Copy all of the entries that follow, exactly.
*** Opening DATA RECORDS ***
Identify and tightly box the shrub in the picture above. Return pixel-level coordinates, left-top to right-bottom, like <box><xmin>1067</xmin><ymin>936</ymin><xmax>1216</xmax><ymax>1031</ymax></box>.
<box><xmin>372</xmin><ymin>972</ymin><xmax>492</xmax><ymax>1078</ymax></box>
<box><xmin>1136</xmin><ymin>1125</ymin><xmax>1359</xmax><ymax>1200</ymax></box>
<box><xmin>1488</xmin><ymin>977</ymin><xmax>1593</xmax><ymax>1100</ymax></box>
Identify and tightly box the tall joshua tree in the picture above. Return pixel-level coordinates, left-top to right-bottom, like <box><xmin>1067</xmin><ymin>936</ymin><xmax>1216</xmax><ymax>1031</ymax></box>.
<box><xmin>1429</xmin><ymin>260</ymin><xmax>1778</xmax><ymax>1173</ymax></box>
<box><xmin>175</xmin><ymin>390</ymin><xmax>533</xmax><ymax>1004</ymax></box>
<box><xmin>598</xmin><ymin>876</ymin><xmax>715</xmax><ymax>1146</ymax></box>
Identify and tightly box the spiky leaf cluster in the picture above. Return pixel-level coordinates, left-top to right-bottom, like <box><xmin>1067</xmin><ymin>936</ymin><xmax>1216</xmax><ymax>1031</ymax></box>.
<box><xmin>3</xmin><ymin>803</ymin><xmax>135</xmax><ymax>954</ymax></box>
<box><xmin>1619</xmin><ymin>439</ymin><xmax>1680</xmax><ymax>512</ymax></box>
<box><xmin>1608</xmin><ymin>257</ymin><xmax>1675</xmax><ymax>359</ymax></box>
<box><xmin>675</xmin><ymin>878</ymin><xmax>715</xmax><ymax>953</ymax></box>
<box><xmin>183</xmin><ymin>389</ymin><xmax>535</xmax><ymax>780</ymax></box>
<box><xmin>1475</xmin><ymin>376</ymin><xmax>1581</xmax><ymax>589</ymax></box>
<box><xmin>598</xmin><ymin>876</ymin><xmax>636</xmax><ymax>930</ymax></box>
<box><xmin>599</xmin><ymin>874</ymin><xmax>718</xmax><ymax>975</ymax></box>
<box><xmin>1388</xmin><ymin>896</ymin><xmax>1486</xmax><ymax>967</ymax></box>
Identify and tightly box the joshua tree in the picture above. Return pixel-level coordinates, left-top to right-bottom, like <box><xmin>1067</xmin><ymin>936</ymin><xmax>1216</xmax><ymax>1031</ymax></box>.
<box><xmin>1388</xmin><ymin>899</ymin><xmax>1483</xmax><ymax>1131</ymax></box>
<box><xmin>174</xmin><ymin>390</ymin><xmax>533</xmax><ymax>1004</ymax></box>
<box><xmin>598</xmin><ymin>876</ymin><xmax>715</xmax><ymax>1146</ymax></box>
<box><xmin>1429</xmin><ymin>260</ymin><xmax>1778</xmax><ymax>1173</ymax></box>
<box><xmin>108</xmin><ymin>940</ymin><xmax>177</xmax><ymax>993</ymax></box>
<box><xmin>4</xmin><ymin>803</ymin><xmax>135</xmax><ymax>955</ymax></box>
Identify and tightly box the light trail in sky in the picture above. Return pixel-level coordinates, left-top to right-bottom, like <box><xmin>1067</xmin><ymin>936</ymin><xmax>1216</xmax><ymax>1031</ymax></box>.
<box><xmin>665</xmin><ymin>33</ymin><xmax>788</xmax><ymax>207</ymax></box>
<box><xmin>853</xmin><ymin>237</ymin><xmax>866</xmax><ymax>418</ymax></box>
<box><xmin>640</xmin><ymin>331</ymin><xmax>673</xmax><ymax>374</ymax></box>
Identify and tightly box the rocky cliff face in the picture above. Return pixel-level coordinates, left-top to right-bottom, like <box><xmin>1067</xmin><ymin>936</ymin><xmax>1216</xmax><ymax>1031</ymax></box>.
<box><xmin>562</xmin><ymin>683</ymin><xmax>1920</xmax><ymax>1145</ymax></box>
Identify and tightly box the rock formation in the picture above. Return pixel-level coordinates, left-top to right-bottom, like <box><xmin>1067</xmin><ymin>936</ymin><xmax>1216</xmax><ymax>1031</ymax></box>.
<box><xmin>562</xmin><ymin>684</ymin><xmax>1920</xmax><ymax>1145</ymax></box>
*** Closing DATA RECORDS ***
**WRITTEN RESPONSE**
Identify and tightly box the shrub in the picture above. Return pixel-level coordinates, left-top to right-bottom, like <box><xmin>1067</xmin><ymin>936</ymin><xmax>1216</xmax><ymax>1031</ymax></box>.
<box><xmin>372</xmin><ymin>972</ymin><xmax>492</xmax><ymax>1078</ymax></box>
<box><xmin>1136</xmin><ymin>1125</ymin><xmax>1359</xmax><ymax>1200</ymax></box>
<box><xmin>1488</xmin><ymin>977</ymin><xmax>1593</xmax><ymax>1100</ymax></box>
Identify and tightly box the tall joshua tree in the picture above. Return pixel-level coordinates, left-top to right-bottom, like <box><xmin>1067</xmin><ymin>936</ymin><xmax>1216</xmax><ymax>1031</ymax></box>.
<box><xmin>1429</xmin><ymin>260</ymin><xmax>1778</xmax><ymax>1173</ymax></box>
<box><xmin>175</xmin><ymin>390</ymin><xmax>533</xmax><ymax>1004</ymax></box>
<box><xmin>598</xmin><ymin>876</ymin><xmax>715</xmax><ymax>1146</ymax></box>
Identify and tightly box the spiky leaf cluster in the picture above. Return pixel-level coordinates, left-top to right-bottom, like <box><xmin>1067</xmin><ymin>936</ymin><xmax>1216</xmax><ymax>1031</ymax></box>.
<box><xmin>3</xmin><ymin>803</ymin><xmax>135</xmax><ymax>954</ymax></box>
<box><xmin>1619</xmin><ymin>439</ymin><xmax>1680</xmax><ymax>512</ymax></box>
<box><xmin>1608</xmin><ymin>257</ymin><xmax>1675</xmax><ymax>359</ymax></box>
<box><xmin>675</xmin><ymin>878</ymin><xmax>715</xmax><ymax>953</ymax></box>
<box><xmin>183</xmin><ymin>389</ymin><xmax>535</xmax><ymax>780</ymax></box>
<box><xmin>1475</xmin><ymin>376</ymin><xmax>1581</xmax><ymax>589</ymax></box>
<box><xmin>598</xmin><ymin>876</ymin><xmax>636</xmax><ymax>930</ymax></box>
<box><xmin>599</xmin><ymin>874</ymin><xmax>718</xmax><ymax>975</ymax></box>
<box><xmin>1388</xmin><ymin>896</ymin><xmax>1486</xmax><ymax>967</ymax></box>
Identify and tightly box the joshua tree in the picture above. Return pixel-level coordinates, left-top to right-bottom, like <box><xmin>1067</xmin><ymin>936</ymin><xmax>1216</xmax><ymax>1031</ymax></box>.
<box><xmin>1388</xmin><ymin>899</ymin><xmax>1483</xmax><ymax>1131</ymax></box>
<box><xmin>174</xmin><ymin>390</ymin><xmax>533</xmax><ymax>1004</ymax></box>
<box><xmin>598</xmin><ymin>876</ymin><xmax>715</xmax><ymax>1146</ymax></box>
<box><xmin>1429</xmin><ymin>260</ymin><xmax>1778</xmax><ymax>1173</ymax></box>
<box><xmin>108</xmin><ymin>940</ymin><xmax>177</xmax><ymax>993</ymax></box>
<box><xmin>4</xmin><ymin>803</ymin><xmax>135</xmax><ymax>955</ymax></box>
Identify and tightly box the light trail in sky in the picture above. Return pixel-level coordinates, left-top to right-bottom, like <box><xmin>1067</xmin><ymin>936</ymin><xmax>1216</xmax><ymax>1031</ymax></box>.
<box><xmin>665</xmin><ymin>33</ymin><xmax>788</xmax><ymax>207</ymax></box>
<box><xmin>853</xmin><ymin>237</ymin><xmax>866</xmax><ymax>418</ymax></box>
<box><xmin>640</xmin><ymin>331</ymin><xmax>673</xmax><ymax>374</ymax></box>
Identify and tightly box the rocky cliff face in the picture above. Return pixel-level coordinates, left-top to right-bottom, like <box><xmin>1067</xmin><ymin>936</ymin><xmax>1216</xmax><ymax>1031</ymax></box>.
<box><xmin>562</xmin><ymin>683</ymin><xmax>1920</xmax><ymax>1145</ymax></box>
Identify and tightly box the rock formation in the picture above. Return pixel-level coordinates, left-top to right-bottom, like <box><xmin>1067</xmin><ymin>936</ymin><xmax>1216</xmax><ymax>1031</ymax></box>.
<box><xmin>562</xmin><ymin>684</ymin><xmax>1920</xmax><ymax>1145</ymax></box>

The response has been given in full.